PETUNJUK DAN KETENTUAN
Teruskan tulisan tentang peran kalimat syahadat saat meninggal dunia, mulai setelah kalimat terakhirnya.
╭─ KUTIPAN DOKUMEN
Syahida.com – Kalimat syahadat mempunyai peranan yang sangat besar pada saat meninggal dunia untuk menebus dan melunturkan kesalahan-kesalahan, karena syahadat merupakan kesaksian dari hamba yang meyakininya dan mengakui kandungannya, yang saat itu syahwatnya sudah berhenti, jiwanya yang memberontak telah melunak, tunduk setelah enggan, menghadap setelah berpaling, merunduk setelah mendongkak, hasratnya terhadap dunia sudah berhenti, tunduk di hadapan Rabb-nya dan penciptanya untuk mengharapkan ampunan, maghfirah dan rahmat-Nya, tauhid menjadi murni dengan terputusnya sebab-sebab syirik.
╰─
╭─ BAGIAN DATA
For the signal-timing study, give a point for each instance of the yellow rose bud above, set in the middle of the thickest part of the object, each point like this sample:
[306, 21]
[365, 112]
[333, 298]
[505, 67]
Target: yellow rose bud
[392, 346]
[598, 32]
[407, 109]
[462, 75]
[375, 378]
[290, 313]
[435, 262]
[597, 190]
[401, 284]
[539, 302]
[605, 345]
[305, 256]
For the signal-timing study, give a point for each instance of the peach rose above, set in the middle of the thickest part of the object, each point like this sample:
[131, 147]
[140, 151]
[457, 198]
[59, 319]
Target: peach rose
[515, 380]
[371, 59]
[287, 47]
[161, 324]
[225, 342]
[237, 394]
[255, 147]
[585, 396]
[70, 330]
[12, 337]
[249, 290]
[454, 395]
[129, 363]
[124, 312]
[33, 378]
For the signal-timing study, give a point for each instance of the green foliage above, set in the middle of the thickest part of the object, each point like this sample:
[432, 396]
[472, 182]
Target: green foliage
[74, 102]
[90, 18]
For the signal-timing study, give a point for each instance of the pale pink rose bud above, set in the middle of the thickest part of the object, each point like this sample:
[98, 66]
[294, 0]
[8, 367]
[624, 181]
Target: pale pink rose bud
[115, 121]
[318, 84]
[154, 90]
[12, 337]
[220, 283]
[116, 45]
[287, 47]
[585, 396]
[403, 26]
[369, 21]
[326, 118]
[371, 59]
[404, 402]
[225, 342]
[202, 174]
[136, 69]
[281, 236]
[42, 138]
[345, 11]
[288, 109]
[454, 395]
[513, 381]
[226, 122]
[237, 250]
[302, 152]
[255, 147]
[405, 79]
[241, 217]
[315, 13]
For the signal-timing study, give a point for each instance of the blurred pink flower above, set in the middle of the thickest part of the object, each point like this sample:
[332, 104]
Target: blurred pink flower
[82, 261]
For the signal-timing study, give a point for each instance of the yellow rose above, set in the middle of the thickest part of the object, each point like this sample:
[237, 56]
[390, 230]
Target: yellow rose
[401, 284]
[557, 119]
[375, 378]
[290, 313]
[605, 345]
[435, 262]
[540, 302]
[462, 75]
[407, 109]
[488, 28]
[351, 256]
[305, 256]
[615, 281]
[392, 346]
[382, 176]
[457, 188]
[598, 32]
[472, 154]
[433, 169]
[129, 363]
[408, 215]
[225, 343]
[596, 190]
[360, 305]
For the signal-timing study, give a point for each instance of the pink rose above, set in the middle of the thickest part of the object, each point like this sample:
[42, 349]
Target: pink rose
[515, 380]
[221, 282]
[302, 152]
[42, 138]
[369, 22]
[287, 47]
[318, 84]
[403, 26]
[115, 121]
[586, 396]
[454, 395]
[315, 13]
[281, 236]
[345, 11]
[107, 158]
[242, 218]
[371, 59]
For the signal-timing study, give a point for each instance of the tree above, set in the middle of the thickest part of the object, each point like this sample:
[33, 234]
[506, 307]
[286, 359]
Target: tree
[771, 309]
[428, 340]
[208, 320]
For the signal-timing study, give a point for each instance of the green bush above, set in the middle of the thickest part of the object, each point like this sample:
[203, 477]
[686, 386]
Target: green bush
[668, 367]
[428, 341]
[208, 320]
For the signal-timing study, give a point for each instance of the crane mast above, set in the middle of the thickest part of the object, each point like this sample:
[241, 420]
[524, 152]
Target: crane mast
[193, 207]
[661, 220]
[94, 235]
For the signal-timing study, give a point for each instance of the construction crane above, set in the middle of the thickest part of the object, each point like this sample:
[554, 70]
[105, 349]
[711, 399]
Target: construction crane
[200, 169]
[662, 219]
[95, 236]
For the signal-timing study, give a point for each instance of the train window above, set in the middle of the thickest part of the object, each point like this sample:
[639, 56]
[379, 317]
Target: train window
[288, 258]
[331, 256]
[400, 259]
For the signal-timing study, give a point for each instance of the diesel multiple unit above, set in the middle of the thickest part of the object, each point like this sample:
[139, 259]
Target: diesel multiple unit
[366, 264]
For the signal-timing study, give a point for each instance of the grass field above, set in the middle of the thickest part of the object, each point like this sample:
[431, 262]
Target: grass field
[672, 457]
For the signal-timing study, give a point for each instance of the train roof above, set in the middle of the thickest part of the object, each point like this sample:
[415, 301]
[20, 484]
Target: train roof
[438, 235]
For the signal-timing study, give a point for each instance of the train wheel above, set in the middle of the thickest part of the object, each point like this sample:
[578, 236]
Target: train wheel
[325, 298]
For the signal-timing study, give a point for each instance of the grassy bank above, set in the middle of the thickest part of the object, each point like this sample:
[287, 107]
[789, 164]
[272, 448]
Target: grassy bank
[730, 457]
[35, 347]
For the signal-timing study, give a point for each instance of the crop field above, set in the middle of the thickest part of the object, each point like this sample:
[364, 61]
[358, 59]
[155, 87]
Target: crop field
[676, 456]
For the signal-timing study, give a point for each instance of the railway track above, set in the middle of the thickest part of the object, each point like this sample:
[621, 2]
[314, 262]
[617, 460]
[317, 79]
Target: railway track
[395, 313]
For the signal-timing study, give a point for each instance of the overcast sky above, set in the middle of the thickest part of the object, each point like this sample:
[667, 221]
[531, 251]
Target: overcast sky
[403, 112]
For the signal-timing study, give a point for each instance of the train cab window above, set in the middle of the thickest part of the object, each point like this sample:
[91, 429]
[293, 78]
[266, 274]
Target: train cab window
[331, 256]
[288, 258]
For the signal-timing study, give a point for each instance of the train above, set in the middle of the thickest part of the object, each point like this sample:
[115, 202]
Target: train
╰─
JAWABAN YANG DIHARAPKAN
Berbagai gejolak yang tadinya membuatnya sibuk kini telah terhenti. Seluruh hasrat terhimpun pada Dzat yang diyakini dan menjadi tempat berlabuhnya. Dengan seluruh wajah seorang hamba menghadapkannya kepada Allah, dengan segenap hati dan ruhnya dia berada di hadapan-Nya. Kepada-Nya semata dia pasrah lahir dan batin dia berkata, “Tiada Ilah selain Allah”, dengan penuh keikhlasan dari relung hatinya, tanpa bergantung kepada selain-Nya atau berpaling kepada yang lain.
Semua keduniaan keluar dari hatinya, bersiap-siap untuk mendatangi Rabb-nya. Pelita syahwatnya sudah padam dari hatinya, bersiap-siap untuk mendatangi akhirat. Hanya akhiratlah yang menjadi perhatiannya dan dunia terlempar ke belakang punggungnya. Syahadat yang tulus menjadi penutup amalnya sehingga mensucikannya dari segala dosa dan membawanya ke hadapan Allah, karena dia bersua dengan-Nya dengan syahadat yang murni dan tulus.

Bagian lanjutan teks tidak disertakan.